## BEGIN SOURCE DOCUMENT

The most complex and well-known of the three different volcano types, the stratovolcano or composite cone volcano, often goes centuries between eruptions. Composite volcanoes take hundreds of years to build up their steep sides through periods of eruptions and sleep. Volcanoes first form when a vent in the Earth's crust reaches down into pockets of molten rock called magma. Magma escapes from the vent and builds up a mound around it as it cools and hardens. In stratovolcanoes, this mound typically grows to be a giant mountain as is seen in Mt. Fuji, in Japan. Fuji stands 12,388 feet above the plain and has erupted at least 16 times since 781 A.D.
TL;DR (Too Long; Didn't Read)
Stratovolcanoes, composite cone volcanoes, represent more than 60 percent of the volcanoes present on the Earth today including Mount St. Helens in Washington and Mount Vesuvius in Italy. Typically filled with a more viscous lava, consisting of andecite and dacite, composite volcanoes are made up of about half lava and half pyroclastic material, a type of sedimentary rock formed from pieces of other broken rocks brought up from deep within the Earth.

## END SOURCE DOCUMENT

● **STATED TASK 1**: According to the passage on stratovolcanoes, how high does Mt. Fuji stand above the plain?
● **STATED TASK 2**: Continue the passage on stratovolcanoes from the point where it stops.

## BEGIN EXTRACTED ENTRIES

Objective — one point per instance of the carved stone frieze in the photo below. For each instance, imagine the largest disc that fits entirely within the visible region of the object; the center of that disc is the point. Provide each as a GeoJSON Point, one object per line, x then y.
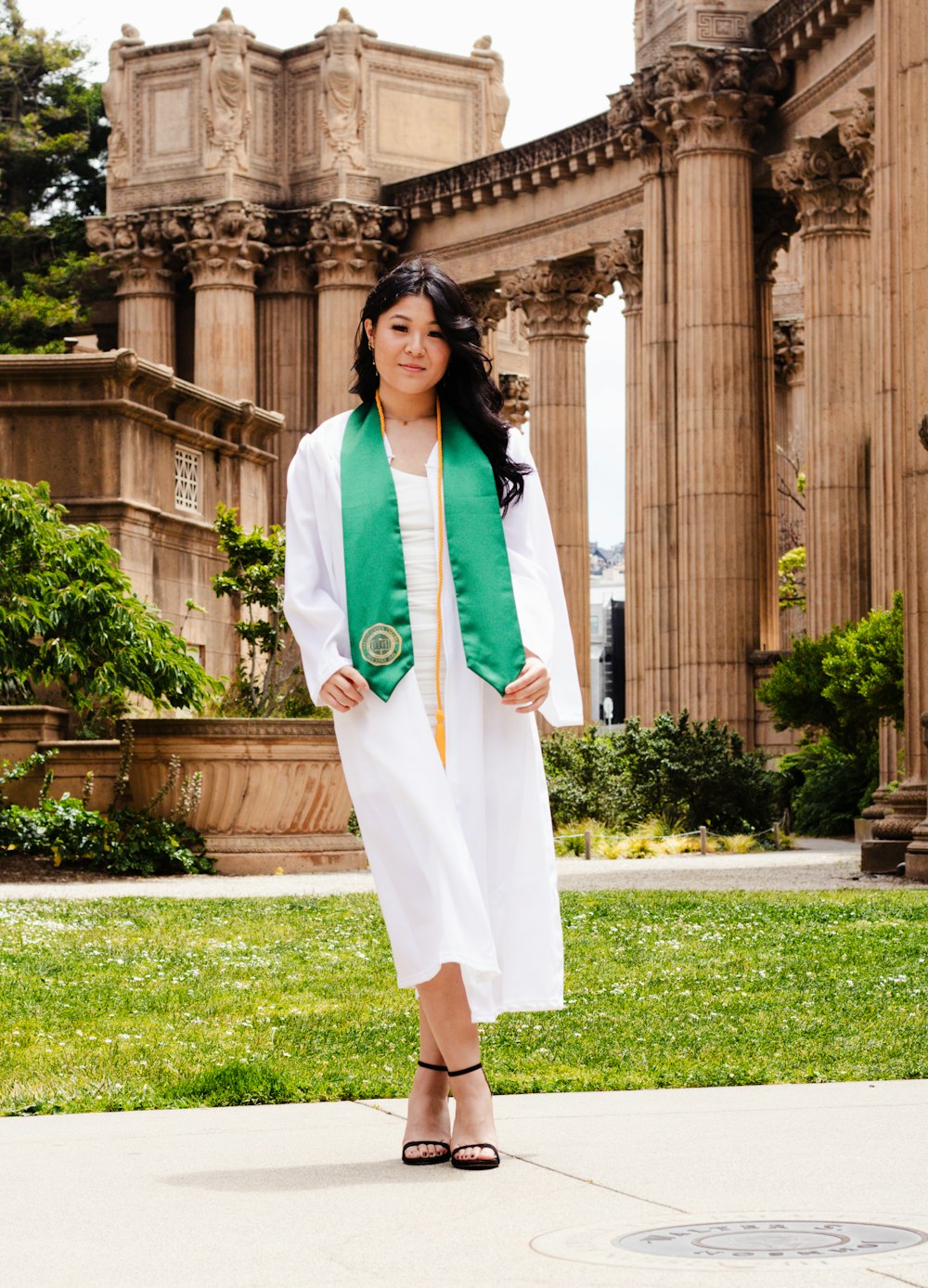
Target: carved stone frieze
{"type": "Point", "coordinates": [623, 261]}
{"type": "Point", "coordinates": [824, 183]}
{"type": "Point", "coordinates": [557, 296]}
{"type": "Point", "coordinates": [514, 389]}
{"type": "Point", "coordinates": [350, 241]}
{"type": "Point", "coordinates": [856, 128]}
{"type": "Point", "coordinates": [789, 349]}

## END EXTRACTED ENTRIES
## BEGIN EXTRACTED ENTRIES

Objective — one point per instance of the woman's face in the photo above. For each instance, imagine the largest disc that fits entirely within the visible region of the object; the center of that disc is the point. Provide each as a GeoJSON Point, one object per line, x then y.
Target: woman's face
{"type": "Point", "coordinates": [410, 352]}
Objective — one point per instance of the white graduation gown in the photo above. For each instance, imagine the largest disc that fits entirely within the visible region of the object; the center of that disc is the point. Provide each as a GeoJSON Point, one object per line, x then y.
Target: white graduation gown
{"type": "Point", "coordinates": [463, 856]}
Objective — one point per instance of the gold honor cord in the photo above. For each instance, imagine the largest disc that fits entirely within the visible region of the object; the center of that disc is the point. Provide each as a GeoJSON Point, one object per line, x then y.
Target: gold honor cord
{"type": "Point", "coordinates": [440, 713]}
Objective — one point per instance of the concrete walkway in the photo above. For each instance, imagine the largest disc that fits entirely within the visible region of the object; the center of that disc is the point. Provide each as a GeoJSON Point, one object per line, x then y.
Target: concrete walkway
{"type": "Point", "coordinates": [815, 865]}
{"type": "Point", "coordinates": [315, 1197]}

## END EXTRACTED ENTRIES

● **WRITTEN ANSWER 1**: 12,388 feet.

● **WRITTEN ANSWER 2**:
How Stratovolcanoes Form
Stratovolcanoes are called composite volcanoes because they made from a series of eruptions that have occurred over thousands of years. The eruptions that form these volcanoes lay down alternating layers of lava, ash, cinders and pyroclastic material. While this type of volcano might have only one vent, it also might be a composite of several vents.
Big and Tall Volcanoes
Composite volcanoes have steep slopes, forming a basically symmetrical shape. The last eruption of the volcano may have even created a bowl, a caldera, at its peak, making it appear as if the top of the mountain was sliced off, or it may have collapsed from its own weight. Before Mount St. Helens erupted in 1980, it had a pointed top. In recent pictures of it, it now has a bowl shape where it's peak once stood. Composite volcanoes vary in size, based upon how long they have been active, how many eruptions they've undergone and how much they've eroded with time. Mount Shasta, in the Cascade mountain range in Northern California, for example, stands 14,163 feet above sea level, while Mount Vesuvius is only 4,203 feet and Krakatoa sits only 2,667 feet above sea level. The base of a composite volcano can grow as large as five miles across.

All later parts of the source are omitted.